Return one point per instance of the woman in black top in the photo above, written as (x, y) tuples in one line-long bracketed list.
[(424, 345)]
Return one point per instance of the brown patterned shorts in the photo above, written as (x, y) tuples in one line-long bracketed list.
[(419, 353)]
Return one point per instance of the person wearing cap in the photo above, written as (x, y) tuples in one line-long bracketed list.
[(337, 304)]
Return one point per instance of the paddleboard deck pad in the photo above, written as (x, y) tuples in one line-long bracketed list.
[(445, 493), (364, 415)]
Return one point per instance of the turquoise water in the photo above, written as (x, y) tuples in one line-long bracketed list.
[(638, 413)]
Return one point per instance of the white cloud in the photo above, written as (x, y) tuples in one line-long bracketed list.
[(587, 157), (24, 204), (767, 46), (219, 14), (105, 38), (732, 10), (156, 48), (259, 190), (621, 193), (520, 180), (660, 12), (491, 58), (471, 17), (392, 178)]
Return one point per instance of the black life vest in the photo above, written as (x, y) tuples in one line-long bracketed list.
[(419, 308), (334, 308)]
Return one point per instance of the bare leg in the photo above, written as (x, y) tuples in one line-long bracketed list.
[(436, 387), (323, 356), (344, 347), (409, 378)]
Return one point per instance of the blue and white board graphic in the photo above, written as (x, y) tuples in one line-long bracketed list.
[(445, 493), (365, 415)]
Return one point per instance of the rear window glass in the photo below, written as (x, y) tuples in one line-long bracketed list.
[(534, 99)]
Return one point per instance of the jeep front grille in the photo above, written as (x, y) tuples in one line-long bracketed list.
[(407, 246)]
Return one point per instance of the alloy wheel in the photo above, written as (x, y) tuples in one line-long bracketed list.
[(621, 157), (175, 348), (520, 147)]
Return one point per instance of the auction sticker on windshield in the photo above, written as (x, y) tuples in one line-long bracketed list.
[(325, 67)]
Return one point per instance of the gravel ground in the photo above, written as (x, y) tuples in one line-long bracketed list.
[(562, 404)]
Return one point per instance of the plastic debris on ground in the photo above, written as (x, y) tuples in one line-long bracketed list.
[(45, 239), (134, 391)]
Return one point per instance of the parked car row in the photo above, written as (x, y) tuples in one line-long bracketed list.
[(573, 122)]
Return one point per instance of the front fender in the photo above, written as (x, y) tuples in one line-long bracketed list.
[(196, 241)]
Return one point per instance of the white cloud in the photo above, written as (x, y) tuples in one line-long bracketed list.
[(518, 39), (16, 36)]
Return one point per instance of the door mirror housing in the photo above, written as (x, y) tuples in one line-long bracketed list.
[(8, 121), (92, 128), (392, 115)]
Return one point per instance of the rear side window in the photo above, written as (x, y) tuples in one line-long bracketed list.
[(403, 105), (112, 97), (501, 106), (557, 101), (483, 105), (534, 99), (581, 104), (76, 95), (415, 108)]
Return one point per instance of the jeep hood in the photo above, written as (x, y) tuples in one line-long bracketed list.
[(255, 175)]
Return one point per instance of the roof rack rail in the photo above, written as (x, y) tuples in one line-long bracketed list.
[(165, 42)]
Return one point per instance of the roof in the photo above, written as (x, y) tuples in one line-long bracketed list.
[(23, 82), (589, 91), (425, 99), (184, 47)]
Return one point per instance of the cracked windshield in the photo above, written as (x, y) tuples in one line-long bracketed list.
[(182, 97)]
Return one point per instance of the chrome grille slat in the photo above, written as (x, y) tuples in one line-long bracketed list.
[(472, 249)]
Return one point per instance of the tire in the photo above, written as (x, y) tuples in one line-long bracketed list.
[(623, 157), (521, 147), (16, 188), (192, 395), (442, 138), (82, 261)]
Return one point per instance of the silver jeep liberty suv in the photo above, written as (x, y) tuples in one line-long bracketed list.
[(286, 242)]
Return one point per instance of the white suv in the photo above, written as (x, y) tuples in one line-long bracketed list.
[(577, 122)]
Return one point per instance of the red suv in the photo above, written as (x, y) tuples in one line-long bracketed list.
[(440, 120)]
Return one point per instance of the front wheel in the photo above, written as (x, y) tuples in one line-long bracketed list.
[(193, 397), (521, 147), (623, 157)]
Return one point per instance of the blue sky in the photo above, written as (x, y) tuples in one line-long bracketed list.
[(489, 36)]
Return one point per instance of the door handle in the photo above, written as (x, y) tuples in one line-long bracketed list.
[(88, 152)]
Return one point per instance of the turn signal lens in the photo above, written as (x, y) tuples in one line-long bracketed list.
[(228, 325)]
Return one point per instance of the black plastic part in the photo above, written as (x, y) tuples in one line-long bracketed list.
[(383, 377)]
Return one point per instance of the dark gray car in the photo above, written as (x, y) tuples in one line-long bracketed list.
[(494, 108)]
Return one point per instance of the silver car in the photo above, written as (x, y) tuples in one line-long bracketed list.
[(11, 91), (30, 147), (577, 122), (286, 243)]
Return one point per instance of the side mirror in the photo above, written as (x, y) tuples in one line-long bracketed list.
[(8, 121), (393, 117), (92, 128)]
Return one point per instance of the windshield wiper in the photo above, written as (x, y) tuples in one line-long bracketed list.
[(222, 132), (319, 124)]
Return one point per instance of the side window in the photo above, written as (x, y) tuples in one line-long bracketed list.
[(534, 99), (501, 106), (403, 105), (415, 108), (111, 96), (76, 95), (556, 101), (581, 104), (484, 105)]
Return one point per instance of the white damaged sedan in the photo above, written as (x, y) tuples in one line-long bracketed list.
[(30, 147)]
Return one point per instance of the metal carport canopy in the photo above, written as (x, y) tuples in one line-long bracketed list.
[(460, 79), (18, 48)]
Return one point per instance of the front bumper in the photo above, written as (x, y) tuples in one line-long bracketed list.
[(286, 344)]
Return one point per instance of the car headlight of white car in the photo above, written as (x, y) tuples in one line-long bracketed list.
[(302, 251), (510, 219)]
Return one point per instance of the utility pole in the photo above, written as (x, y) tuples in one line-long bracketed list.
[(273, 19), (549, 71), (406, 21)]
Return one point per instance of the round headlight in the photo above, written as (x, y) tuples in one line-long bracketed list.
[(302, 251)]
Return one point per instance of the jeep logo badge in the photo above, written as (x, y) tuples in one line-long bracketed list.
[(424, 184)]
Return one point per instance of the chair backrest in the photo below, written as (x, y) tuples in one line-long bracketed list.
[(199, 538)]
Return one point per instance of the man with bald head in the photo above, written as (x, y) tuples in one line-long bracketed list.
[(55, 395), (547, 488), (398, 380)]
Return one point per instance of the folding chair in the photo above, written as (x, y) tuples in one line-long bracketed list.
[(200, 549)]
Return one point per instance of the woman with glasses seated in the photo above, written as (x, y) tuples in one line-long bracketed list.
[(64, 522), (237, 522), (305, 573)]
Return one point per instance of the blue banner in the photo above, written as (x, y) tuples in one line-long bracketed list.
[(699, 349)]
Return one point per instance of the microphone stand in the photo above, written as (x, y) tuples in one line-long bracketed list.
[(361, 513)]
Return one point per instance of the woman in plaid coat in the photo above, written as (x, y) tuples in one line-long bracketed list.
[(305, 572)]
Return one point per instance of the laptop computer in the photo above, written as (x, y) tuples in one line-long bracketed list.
::::::
### What you need to do
Reproduce every row above verbatim, from the first to the last, preserving the original wording and order.

### Reply to the exercise
Return one point per instance of the woman in black top in the photo above, written as (x, y) tuples in one line-long bracketed list.
[(424, 345)]
Return one point per instance of the brown patterned shorts in the photo above, written as (x, y) tuples in one line-long bracketed list.
[(419, 353)]
Return one point per instance of the person wearing cap in the photo above, written as (x, y) tuples in one line-long bracketed list.
[(337, 304)]
Return one point per instance of the paddleboard deck pad in the photo above, written as (x, y) tuples in one line-long bracketed list.
[(445, 493), (364, 415)]
Return one point per instance of the turquoise water in the photo above, written as (x, y) tuples in one line-long bracketed list.
[(638, 413)]
Return one point per instance of the white cloud in the photo above, written as (x, y) tuples in one line-long bracketed list.
[(587, 157), (24, 204), (767, 46), (219, 14), (105, 38), (732, 10), (156, 48), (259, 190), (621, 193), (520, 180), (660, 12), (491, 58), (471, 17), (392, 178)]
Return one point per instance of the black life vest in the photo above, written as (x, y) tuples in one line-long bracketed list.
[(419, 308), (334, 308)]
Return one point per instance of the bare leg in the photo above, written as (x, y) tuples in one line-long bracketed list.
[(436, 387), (323, 356), (344, 347), (409, 378)]
Return one point per instance of the blue and white board graphic in the photo above, written as (x, y) tuples in one line-long bracketed list.
[(445, 493), (365, 415)]
Return one point per instance of the rear window glass in the photo below, written as (x, y) tuples in one line-long bracketed list.
[(534, 99)]
Return one point per instance of the jeep front grille in the photo above, written as (x, y) tuples in one line-long bracketed list.
[(407, 246)]
Return one point per instance of the alloy wheel in the photo above, written as (x, y) tuples in one line-long bracketed list.
[(621, 157), (175, 348), (520, 147)]
Return one point per instance of the auction sticker on windshield in the photo above, written as (x, y) tuples in one line-long bracketed list.
[(325, 67)]
Return one point per instance of the gravel ground in the photo above, written as (x, y) tuples in one line-long bracketed list.
[(562, 404)]
Return one point per instance of the plastic debris on ground in the photo above, written as (x, y) tuples in one line-long bracketed list.
[(45, 239), (134, 391)]
Return one point per instance of the parked car row in the photo above, written as (x, y) tuples in one line-long bracketed list.
[(573, 122)]
Return one point per instance of the front fender in the photo above, written as (x, y) tuples in one line-long bracketed list.
[(196, 241)]
Return one point per instance of the white cloud in the photo above, written as (x, y) tuples in one line-long bracketed list.
[(518, 39), (16, 36)]
Return one point per instance of the door mirror housing in the photo above, written as (x, y) tuples in one line-long bracketed list.
[(8, 121), (92, 128), (392, 115)]
Return one point per instance of the rear side window in the photo above, written as (x, y) tuples in one line-long bracketed list.
[(403, 105), (112, 97), (501, 106), (557, 101), (483, 105), (534, 99), (581, 104), (76, 95), (415, 108)]
Return one point per instance of the jeep hood in the photo above, written as (x, y) tuples in one line-long bracketed list.
[(255, 175)]
Return one point per instance of the roof rack rail in the photo above, written as (x, y) tuples in one line-long bracketed list.
[(165, 42)]
Return one point per instance of the roof in the photo above, written as (x, y) tuples in one line-long bracketed list.
[(23, 82), (589, 91), (425, 99), (184, 47)]
Return one point per instance of the cracked windshield in the photo above, written as (x, y) tuples in one line-long bracketed list.
[(182, 97)]
Return one point per instance of the chrome grille slat in the photo above, written as (x, y) tuples in one line-long bracketed list.
[(472, 249)]
Return one point per instance of the tire in the photo above, written as (x, y) tuples in one line-long bracketed list.
[(623, 157), (521, 147), (16, 188), (192, 395), (442, 138), (82, 261)]
Return one point per instance of the silver jeep liberty suv in the photo above, written as (x, y) tuples in one line-long bracketed list.
[(286, 242)]
Return one point per instance of the white suv in the photo above, written as (x, y) tuples in one line-long bracketed list.
[(577, 122)]
Return one point per instance of the red suv in the photo above, written as (x, y) tuples in one line-long bracketed list.
[(440, 120)]
Return one point per instance of the front wheel in the photo above, written as (x, y) tuples in one line-long bracketed list.
[(193, 397), (521, 147), (623, 157)]
Return one point per instance of the blue sky in the photo above, written as (x, y) tuples in one line-long bracketed list.
[(489, 36)]
Return one point per instance of the door handle in the photo above, written as (x, y) tuples in one line-long bracketed list.
[(88, 152)]
Return one point per instance of the turn signal lens in the photo above, written as (x, y) tuples in one line-long bracketed list.
[(228, 325)]
Return one point per instance of the black plastic part in the photo above, written as (x, y) tuples in one line-long bracketed list.
[(383, 377)]
Return one point per instance of the dark gray car in the photo above, written as (x, y) tuples in one line-long bracketed list.
[(494, 108)]
Return one point per instance of the silver car in the photo above, written as (x, y) tuples in one line-long bracketed list.
[(11, 91), (30, 147), (577, 122), (286, 243)]
Return one point per instance of the side mirror in the photo above, written as (x, y) tuples in one line-long bracketed list.
[(8, 121), (393, 117), (92, 128)]
Return one point per instance of the windshield wiper in the photo above, written as (x, y) tuples in one line-long bracketed list.
[(222, 132), (319, 124)]
Return one point per instance of the side window in the photo above, written as (x, y) tuples in one line-long bracketed list.
[(534, 99), (501, 106), (403, 105), (415, 108), (111, 96), (76, 95), (556, 101), (581, 104), (484, 105)]
Return one point per instance of the white damaged sedan in the photo above, written as (x, y) tuples in one line-long bracketed list.
[(30, 147)]
Return one point per instance of the metal carport canopy in the photo above, written as (x, y) tuples in one line-long bracketed list.
[(460, 79), (18, 48)]
Return one point per instance of the front bumper in the photo above, written as (x, y) tuples in one line-long bracketed list.
[(286, 344)]
Return one point per instance of the car headlight of white car in the photo above, written as (x, y) tuples in one line-long bracketed list.
[(302, 251), (510, 219)]
Return one point per instance of the utility pole in the photo above, written as (x, y) tuples in one line-long bracketed list.
[(273, 19), (549, 71), (406, 21)]
Return one point per instance of the round headlight in the photo above, written as (x, y) tuples in one line-long bracketed list.
[(302, 251)]
Return one point per instance of the jeep logo badge in the photo above, written as (x, y) tuples in one line-long bracketed list.
[(424, 184)]
Return one point per instance of the chair backrest in the photo below, written as (x, y) tuples in one line-long bracketed list.
[(199, 538)]
Return one point per instance of the man with bald head in the photo above, written as (x, y) tuples in one line-long bracketed list.
[(55, 395), (547, 488), (398, 380)]
Return one point per instance of the folding chair in the photo above, written as (x, y) tuples in one line-long bracketed list.
[(200, 549)]
Return one point per instance of the woman with glasses seated in the photo above, written as (x, y) tuples in one line-long bracketed list.
[(64, 522), (237, 522), (305, 573)]
Return one point per instance of the blue banner in the photo above, written as (x, y) tuples in one line-long bracketed list.
[(699, 349)]
Return one point per instance of the microphone stand in the photo above, written as (x, y) tuples in one line-long bracketed list.
[(361, 513)]
Return one point per instance of the woman in plaid coat in the photo above, written as (x, y) tuples in one line-long bracketed list.
[(305, 572)]
Return one point per instance of the laptop computer in the photo above, written as (x, y) tuples in one line-long bracketed list.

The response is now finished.